- [ABOUT THIS EXERCISE] In the records below, begin at the line containing "Pin the eyeglasses" and end at the line containing "Pin the black"; quote every line in that span exactly, including both boundary lines, and no others.

- [RECORDS PROVIDED]
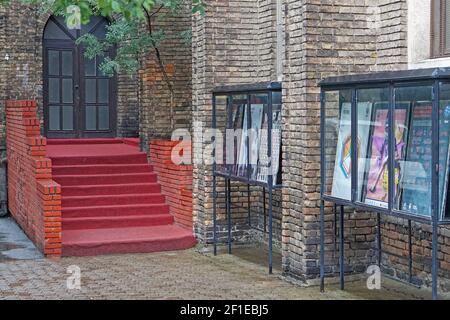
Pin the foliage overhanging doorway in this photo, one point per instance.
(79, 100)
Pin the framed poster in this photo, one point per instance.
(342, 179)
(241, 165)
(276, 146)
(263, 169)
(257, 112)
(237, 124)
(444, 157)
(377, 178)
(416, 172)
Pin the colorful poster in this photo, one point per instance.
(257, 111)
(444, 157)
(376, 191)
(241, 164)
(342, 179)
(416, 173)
...
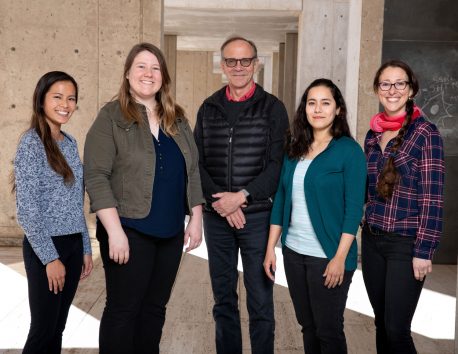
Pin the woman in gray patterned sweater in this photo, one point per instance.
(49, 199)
--
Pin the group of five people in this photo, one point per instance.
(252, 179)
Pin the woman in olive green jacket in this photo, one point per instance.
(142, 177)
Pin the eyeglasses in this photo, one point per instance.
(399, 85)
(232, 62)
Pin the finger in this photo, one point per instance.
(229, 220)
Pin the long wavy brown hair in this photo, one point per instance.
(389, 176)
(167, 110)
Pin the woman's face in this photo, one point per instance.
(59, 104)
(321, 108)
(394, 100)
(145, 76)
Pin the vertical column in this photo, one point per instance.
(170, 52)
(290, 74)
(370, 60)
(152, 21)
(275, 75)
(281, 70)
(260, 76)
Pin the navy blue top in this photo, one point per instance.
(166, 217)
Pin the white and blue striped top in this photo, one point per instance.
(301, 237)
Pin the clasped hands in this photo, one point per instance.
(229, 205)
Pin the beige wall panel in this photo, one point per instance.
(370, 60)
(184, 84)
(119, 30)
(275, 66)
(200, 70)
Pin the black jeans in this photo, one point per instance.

- [WRITTEN RESPONSE]
Pin the eyeglasses in this photo, one point per instance.
(399, 85)
(232, 62)
Pin the finger in this photo, one point per instance.
(229, 220)
Pin the long wavy brown hair in this photo, one point per instance.
(389, 176)
(167, 110)
Pin the woman's face in this photo, one point per instance.
(59, 104)
(321, 108)
(394, 100)
(145, 76)
Pin the vertical column in this photo, one point per instance.
(170, 52)
(290, 74)
(370, 60)
(152, 21)
(275, 75)
(281, 70)
(260, 76)
Pin the navy blue top in this photo, one point per instance.
(166, 217)
Pin the white and blue striped top in this photo, one point per instance.
(301, 237)
Pin the clasped hands in this photo, one point per instance.
(229, 205)
Pin the beige wall panel in this photo, one point per instance.
(370, 60)
(184, 84)
(119, 30)
(275, 66)
(200, 70)
Pin the black jeans in this photo, one point per instance.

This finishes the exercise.